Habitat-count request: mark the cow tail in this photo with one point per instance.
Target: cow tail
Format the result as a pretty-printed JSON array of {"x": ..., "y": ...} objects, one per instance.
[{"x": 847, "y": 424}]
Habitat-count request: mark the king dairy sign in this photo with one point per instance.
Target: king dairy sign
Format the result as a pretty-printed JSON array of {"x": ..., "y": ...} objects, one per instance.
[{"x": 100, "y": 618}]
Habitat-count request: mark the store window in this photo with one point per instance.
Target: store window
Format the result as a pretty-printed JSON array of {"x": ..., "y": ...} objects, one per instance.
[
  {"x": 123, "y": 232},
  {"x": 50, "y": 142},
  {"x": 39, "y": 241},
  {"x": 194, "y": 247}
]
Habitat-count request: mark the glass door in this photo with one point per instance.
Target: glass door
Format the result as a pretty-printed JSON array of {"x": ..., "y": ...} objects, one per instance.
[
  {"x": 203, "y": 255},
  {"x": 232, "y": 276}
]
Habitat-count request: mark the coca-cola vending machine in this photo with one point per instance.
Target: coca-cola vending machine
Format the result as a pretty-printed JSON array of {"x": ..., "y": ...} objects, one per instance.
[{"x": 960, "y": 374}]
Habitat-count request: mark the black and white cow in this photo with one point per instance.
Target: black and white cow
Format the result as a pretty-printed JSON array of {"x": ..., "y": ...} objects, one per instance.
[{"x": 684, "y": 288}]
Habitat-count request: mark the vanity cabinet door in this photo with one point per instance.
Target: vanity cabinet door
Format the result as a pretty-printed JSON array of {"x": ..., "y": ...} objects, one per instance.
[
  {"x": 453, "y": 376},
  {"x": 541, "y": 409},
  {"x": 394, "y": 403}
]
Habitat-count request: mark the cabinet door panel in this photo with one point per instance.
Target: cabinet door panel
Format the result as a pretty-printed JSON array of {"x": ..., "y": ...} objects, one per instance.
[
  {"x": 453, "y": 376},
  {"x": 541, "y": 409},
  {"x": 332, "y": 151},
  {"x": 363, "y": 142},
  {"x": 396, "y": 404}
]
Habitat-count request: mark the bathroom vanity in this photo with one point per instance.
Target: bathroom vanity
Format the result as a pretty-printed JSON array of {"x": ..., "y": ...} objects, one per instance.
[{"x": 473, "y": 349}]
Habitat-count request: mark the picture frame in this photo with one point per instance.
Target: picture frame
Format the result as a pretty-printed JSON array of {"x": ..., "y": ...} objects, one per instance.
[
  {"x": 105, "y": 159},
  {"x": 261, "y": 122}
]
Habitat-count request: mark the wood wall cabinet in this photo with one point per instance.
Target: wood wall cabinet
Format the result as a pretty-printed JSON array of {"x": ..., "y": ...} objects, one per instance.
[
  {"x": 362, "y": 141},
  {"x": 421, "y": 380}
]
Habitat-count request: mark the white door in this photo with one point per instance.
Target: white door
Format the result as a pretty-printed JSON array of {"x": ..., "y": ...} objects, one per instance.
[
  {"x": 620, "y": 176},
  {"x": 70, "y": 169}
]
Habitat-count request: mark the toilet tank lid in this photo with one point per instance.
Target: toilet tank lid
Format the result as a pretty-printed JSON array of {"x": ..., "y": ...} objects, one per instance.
++++++++
## Task directions
Sift the data above for lines with "wood", then copy each one.

## Task solution
Habitat-count request: mark the wood wall cabinet in this photo with one point per instance.
Target: wood wall cabinet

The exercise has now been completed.